Преобразуйте весь список ниже в JSON-массив строк, где каждой строке списка соответствует один элемент массива, а пустые строки опущены. Изображения в ответ не включайте.

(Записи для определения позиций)

····················

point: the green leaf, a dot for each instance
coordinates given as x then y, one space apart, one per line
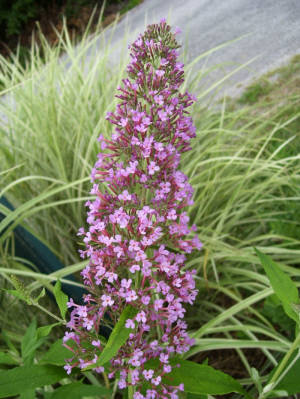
117 338
199 378
20 379
6 358
41 295
57 354
19 295
77 390
61 299
45 330
291 381
282 285
28 394
29 342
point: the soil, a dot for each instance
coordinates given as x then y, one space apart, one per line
49 21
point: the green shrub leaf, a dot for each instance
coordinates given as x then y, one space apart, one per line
282 285
57 354
198 379
20 379
45 330
30 342
61 299
5 358
117 338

····················

• _ОТВЕТ К ЗАДАНИЮ_:
[
  "point: the green leaf, a dot for each instance",
  "coordinates given as x then y, one space apart, one per line",
  "117 338",
  "199 378",
  "20 379",
  "6 358",
  "41 295",
  "57 354",
  "19 295",
  "77 390",
  "61 299",
  "45 330",
  "291 381",
  "282 285",
  "28 394",
  "29 342",
  "point: the soil, a dot for each instance",
  "coordinates given as x then y, one space apart, one per line",
  "49 21",
  "point: the green shrub leaf, a dot for each instance",
  "coordinates given as x then y, one space apart, one per line",
  "282 285",
  "57 354",
  "198 379",
  "20 379",
  "45 330",
  "30 342",
  "61 299",
  "5 358",
  "117 338"
]